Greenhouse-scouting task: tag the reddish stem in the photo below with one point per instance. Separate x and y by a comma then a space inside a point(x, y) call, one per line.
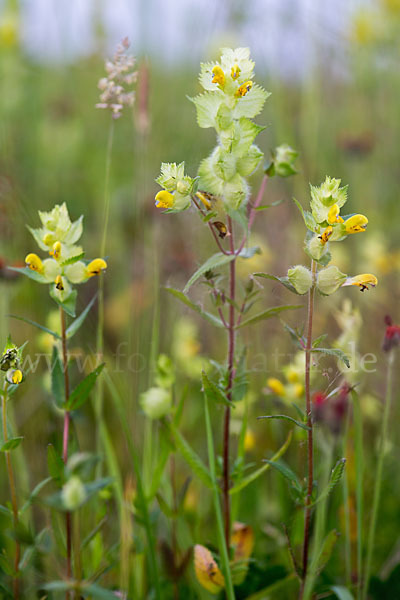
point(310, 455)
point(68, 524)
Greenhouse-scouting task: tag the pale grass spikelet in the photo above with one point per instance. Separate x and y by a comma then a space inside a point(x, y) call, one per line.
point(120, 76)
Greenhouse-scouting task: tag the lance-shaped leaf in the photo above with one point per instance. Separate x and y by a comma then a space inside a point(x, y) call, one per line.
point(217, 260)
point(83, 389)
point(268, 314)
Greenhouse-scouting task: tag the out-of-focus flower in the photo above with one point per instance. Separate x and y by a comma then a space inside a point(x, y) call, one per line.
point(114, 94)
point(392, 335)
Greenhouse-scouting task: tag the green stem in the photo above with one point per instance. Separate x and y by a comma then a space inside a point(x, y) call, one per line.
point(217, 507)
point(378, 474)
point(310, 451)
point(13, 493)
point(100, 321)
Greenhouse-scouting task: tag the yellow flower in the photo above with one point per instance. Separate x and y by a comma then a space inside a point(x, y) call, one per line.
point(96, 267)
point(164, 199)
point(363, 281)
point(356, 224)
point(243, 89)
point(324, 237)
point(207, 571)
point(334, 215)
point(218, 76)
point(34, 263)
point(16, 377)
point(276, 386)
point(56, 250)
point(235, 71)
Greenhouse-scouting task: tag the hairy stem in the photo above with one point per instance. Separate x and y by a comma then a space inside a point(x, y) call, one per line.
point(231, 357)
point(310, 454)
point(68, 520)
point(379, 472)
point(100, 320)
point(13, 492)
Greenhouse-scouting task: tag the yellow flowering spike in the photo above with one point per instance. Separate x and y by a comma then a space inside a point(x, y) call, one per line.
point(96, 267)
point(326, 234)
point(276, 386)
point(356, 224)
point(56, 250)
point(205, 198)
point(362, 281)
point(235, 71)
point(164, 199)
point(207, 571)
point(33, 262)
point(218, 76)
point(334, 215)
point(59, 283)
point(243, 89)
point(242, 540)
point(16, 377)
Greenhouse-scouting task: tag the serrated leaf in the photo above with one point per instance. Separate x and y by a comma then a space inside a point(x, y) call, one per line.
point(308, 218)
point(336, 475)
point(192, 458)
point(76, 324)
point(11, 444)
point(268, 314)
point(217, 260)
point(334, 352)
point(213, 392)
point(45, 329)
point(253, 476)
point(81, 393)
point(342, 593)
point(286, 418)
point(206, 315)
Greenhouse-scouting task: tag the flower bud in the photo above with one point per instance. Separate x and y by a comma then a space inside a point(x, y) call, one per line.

:::

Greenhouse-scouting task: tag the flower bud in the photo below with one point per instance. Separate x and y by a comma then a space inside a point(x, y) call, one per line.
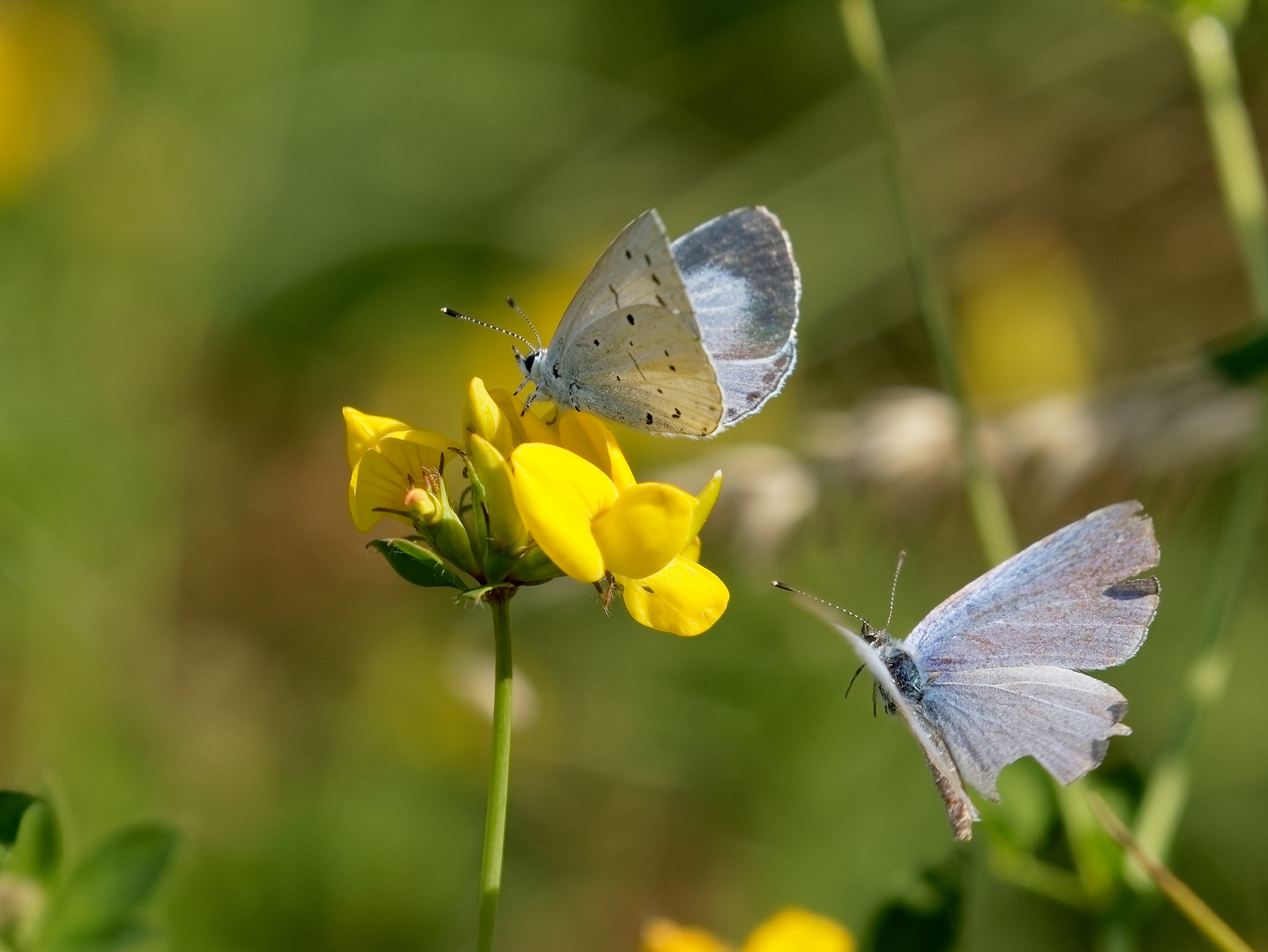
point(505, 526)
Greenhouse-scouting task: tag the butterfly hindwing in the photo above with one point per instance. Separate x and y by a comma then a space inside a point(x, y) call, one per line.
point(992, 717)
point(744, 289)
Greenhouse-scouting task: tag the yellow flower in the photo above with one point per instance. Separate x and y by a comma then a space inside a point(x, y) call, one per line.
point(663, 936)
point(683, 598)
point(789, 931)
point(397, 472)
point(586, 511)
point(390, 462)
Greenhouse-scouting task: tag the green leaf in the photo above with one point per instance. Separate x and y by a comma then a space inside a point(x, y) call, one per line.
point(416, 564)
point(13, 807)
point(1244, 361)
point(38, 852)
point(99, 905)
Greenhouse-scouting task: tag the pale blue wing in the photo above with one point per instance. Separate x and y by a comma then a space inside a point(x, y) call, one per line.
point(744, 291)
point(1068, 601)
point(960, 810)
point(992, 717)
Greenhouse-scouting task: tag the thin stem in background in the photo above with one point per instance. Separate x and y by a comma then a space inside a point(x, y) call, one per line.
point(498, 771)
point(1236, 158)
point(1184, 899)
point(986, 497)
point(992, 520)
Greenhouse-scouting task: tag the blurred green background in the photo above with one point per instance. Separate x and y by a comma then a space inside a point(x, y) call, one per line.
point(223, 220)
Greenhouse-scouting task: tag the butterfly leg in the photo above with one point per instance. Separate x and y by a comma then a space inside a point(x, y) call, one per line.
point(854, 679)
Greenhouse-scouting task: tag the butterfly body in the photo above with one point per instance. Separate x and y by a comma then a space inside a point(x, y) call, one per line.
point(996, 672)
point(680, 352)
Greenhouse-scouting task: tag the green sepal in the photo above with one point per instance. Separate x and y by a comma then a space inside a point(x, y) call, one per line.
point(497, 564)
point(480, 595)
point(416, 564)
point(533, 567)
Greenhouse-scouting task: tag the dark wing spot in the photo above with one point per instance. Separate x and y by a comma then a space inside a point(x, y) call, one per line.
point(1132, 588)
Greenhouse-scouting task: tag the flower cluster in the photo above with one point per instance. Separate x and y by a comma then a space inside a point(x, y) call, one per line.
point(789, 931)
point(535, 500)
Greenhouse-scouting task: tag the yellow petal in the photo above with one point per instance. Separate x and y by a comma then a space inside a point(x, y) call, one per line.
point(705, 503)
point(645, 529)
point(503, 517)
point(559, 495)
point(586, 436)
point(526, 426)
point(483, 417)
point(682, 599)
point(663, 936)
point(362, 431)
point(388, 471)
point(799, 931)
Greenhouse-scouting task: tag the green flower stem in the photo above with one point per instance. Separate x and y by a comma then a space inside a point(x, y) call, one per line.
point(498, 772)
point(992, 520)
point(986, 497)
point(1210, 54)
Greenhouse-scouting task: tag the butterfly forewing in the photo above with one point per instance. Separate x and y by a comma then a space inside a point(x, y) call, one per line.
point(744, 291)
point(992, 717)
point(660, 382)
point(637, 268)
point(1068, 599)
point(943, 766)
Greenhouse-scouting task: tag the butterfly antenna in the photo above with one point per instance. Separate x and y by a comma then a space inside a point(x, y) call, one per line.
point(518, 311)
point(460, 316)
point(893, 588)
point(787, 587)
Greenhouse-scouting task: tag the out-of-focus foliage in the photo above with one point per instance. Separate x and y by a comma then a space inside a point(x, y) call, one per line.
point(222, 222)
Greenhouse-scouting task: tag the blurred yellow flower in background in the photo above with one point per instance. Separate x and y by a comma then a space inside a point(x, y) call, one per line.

:::

__What you will do__.
Set down precisely the lines above between the line holding "Greenhouse-scouting task: tag the out-of-focus foliage" and the line holding "Greenhouse-scouting task: tag the blurred yellow", inclusive, and nothing beyond them.

__Exercise response__.
Greenhouse-scouting task: tag the out-of-focus foliage in the photo above with one point per instance. Separate x and y by a comma then a space inside a point(x, y) call, one per line.
point(222, 222)
Greenhouse-scouting task: tag the blurred yellow flower in background in the photo above with one point per instance. Separate x and y by a comma then a space inside a point(x, y) call, one per line.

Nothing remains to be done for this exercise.